# О задании:
Перепишите дословно отрывок из текста о подготовке к освобождению Крыма: начните с того места, где стоят слова «Как и всегда, командующий», и остановитесь после слов «с фашистскими захватчиками.».

# Исходный текст:
◆ ◆ ◆ ◆

Как и всегда, командующий и Военный совет фронта особое внимание уделяли партийно-политическому обеспечению предстоящей операции, укреплению морального духа воинов. Толбухин одобрил предложение начальника Политуправления фронта генерала М. М. Пронина о том, что теперь, когда войска фронта вступили на порог Крыма, сердцевиной всех партийно-политических мероприятий должна быть пропаганда боевых традиций. Начало им положили красные полки, ведомые М. В. Фрунзе. Они разгромили войска "черного барона" Врангеля и освободили Крым в годы гражданской войны. Эти традиции развили и умножили героические защитники Севастополя в 1941-1942 годах. Их немеркнущая слава все годы Великой Отечественной войны вдохновляла советских воинов на подвиги в боях с фашистскими захватчиками.

Героическое прошлое Красной Армии тесно увязывалось с выполнением стоявшей боевой задачи. В частях, которым предстояло преодолеть Сиваш, командиры и политработники знакомили своих солдат и офицеров с опытом прорыва в Крым войск Южного фронта в 1920 году. Среди бойцов нашлось не так уж мало ветеранов, воевавших в этих же местах под командованием Фрунзе. Они также выступали перед своими товарищами, делясь воспоминаниями. Политорганы, партийные организации, учитывая особенности перехода через Сиваш и последующих боев, позаботились о распределении коммунистов и комсомольцев на все наиболее ответственные участки.

Когда начальник политуправления докладывал командующему обо всем этом, Толбухин одобрительно кивал головой. Выслушав, сказал:

- Правильно, Михаил Михайлович. Ведь это живая связь времен. Я вот уже пожил и повидал всякого, а, верите ли, волнуюсь оттого, что скоро увижу человека, который вел через Сиваш бойцов Михаила Васильевича Фрунзе, а теперь хочет вести солдат 4-го Украинского... Надо, чтобы каждый солдат преисполнился пониманием, наследником каких дел он является. И не только наследником - продолжателем!

◆ ◆ ◆ ◆

# Записанные данные:
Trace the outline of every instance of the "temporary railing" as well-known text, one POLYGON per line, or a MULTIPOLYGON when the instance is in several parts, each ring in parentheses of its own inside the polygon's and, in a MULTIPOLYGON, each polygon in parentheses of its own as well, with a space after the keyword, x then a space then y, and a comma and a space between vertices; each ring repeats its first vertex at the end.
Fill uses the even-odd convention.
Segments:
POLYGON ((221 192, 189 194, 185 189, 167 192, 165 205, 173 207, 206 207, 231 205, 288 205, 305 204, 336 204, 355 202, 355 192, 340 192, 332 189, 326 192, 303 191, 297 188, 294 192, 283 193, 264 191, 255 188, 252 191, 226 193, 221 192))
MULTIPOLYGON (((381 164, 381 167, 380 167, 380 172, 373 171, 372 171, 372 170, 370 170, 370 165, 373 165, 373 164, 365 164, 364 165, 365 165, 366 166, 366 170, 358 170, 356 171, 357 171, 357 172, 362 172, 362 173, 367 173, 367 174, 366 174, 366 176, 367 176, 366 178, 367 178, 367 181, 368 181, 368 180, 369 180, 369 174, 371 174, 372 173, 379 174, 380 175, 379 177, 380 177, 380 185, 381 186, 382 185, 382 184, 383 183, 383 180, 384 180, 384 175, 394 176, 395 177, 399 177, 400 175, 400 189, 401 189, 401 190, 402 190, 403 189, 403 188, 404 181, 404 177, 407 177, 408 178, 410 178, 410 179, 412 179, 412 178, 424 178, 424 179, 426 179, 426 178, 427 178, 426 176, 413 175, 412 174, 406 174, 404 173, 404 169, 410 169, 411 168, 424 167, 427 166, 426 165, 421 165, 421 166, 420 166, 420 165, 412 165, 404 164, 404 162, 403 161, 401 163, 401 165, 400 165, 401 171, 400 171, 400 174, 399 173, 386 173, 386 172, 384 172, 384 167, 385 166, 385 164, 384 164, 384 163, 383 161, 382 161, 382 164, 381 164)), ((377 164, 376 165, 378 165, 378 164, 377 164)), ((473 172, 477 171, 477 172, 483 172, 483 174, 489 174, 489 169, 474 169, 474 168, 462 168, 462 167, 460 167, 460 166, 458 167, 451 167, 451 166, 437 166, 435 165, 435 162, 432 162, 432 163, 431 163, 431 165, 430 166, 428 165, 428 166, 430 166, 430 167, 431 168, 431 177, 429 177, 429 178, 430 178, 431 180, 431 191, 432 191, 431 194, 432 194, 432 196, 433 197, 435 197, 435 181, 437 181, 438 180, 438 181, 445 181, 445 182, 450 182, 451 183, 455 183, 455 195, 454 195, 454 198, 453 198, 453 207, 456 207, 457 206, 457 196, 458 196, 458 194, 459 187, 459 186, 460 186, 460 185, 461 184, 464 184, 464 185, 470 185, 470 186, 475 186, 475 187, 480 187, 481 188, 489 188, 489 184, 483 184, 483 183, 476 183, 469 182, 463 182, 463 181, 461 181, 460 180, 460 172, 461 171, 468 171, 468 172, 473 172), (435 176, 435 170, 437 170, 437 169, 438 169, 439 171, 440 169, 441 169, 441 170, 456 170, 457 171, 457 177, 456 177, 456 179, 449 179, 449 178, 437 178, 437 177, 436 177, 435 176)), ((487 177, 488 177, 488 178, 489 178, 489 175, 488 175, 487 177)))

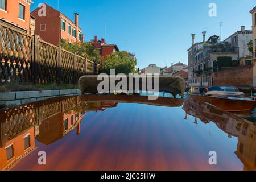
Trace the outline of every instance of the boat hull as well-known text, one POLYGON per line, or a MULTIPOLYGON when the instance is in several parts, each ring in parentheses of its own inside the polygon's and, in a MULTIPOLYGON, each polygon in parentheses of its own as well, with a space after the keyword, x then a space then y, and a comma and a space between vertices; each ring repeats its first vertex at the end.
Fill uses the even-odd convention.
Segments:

◆ ◆ ◆ ◆

# Ответ на задание:
Как и всегда, командующий и Военный совет фронта особое внимание уделяли партийно-политическому обеспечению предстоящей операции, укреплению морального духа воинов. Толбухин одобрил предложение начальника Политуправления фронта генерала М. М. Пронина о том, что теперь, когда войска фронта вступили на порог Крыма, сердцевиной всех партийно-политических мероприятий должна быть пропаганда боевых традиций. Начало им положили красные полки, ведомые М. В. Фрунзе. Они разгромили войска "черного барона" Врангеля и освободили Крым в годы гражданской войны. Эти традиции развили и умножили героические защитники Севастополя в 1941-1942 годах. Их немеркнущая слава все годы Великой Отечественной войны вдохновляла советских воинов на подвиги в боях с фашистскими захватчиками.